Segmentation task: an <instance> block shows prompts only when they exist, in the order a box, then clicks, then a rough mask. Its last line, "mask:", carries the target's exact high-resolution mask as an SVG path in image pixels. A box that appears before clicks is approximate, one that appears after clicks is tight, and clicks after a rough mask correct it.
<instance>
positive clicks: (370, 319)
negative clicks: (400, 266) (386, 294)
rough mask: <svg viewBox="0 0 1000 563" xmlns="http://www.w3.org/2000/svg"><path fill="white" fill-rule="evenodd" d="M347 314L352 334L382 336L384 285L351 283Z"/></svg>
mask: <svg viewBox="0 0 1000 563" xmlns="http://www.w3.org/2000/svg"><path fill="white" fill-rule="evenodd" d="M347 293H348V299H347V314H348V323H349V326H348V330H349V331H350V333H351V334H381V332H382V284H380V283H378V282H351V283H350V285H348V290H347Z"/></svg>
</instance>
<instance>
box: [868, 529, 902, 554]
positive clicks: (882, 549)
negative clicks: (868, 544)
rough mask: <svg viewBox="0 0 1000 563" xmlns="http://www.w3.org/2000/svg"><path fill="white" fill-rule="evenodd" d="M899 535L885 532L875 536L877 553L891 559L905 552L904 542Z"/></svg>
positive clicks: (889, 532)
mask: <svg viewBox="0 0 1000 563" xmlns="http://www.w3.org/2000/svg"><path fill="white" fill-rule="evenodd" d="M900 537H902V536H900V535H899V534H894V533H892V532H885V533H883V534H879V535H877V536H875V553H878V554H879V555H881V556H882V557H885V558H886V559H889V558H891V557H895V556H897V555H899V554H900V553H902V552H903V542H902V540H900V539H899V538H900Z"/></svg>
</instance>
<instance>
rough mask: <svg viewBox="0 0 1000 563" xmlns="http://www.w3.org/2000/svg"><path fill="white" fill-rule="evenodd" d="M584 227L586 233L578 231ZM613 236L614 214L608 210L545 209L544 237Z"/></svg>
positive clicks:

- **TASK GOAL**:
An exact restatement of all the entries above is needed.

- **REPLY TO THE EXERCISE**:
Segmentation task: an <instance> block shows prompts only when they exist, in the order a box, then clicks, then a rough mask. Its last line, "mask:", carries the target's exact high-resolution mask as an SVG path in image pixels. A box that appears before clicks is approximate, one that appears after clicks is tight, and clicks after a rough mask correct it.
<instance>
positive clicks: (370, 319)
negative clicks: (400, 266) (386, 294)
rough mask: <svg viewBox="0 0 1000 563" xmlns="http://www.w3.org/2000/svg"><path fill="white" fill-rule="evenodd" d="M347 314L352 334L382 336L384 285L351 283Z"/></svg>
mask: <svg viewBox="0 0 1000 563" xmlns="http://www.w3.org/2000/svg"><path fill="white" fill-rule="evenodd" d="M347 293H348V299H347V314H348V323H349V326H348V330H349V331H350V333H351V334H381V332H382V284H380V283H378V282H351V283H350V285H348V290H347Z"/></svg>
</instance>
<instance>
box: [868, 529, 902, 554]
positive clicks: (882, 549)
negative clicks: (868, 544)
rough mask: <svg viewBox="0 0 1000 563" xmlns="http://www.w3.org/2000/svg"><path fill="white" fill-rule="evenodd" d="M899 535L885 532L875 536L877 553L891 559L905 552L904 542Z"/></svg>
positive clicks: (889, 532)
mask: <svg viewBox="0 0 1000 563" xmlns="http://www.w3.org/2000/svg"><path fill="white" fill-rule="evenodd" d="M900 537H902V536H900V535H899V534H894V533H892V532H885V533H883V534H879V535H877V536H875V553H878V554H879V555H881V556H882V557H885V558H886V559H889V558H891V557H895V556H897V555H899V554H900V553H902V552H903V542H902V540H900V539H899V538H900Z"/></svg>
</instance>
<instance>
rough mask: <svg viewBox="0 0 1000 563" xmlns="http://www.w3.org/2000/svg"><path fill="white" fill-rule="evenodd" d="M584 227L586 233L578 231ZM613 236L614 214L608 210L545 209L544 237Z"/></svg>
positive clicks:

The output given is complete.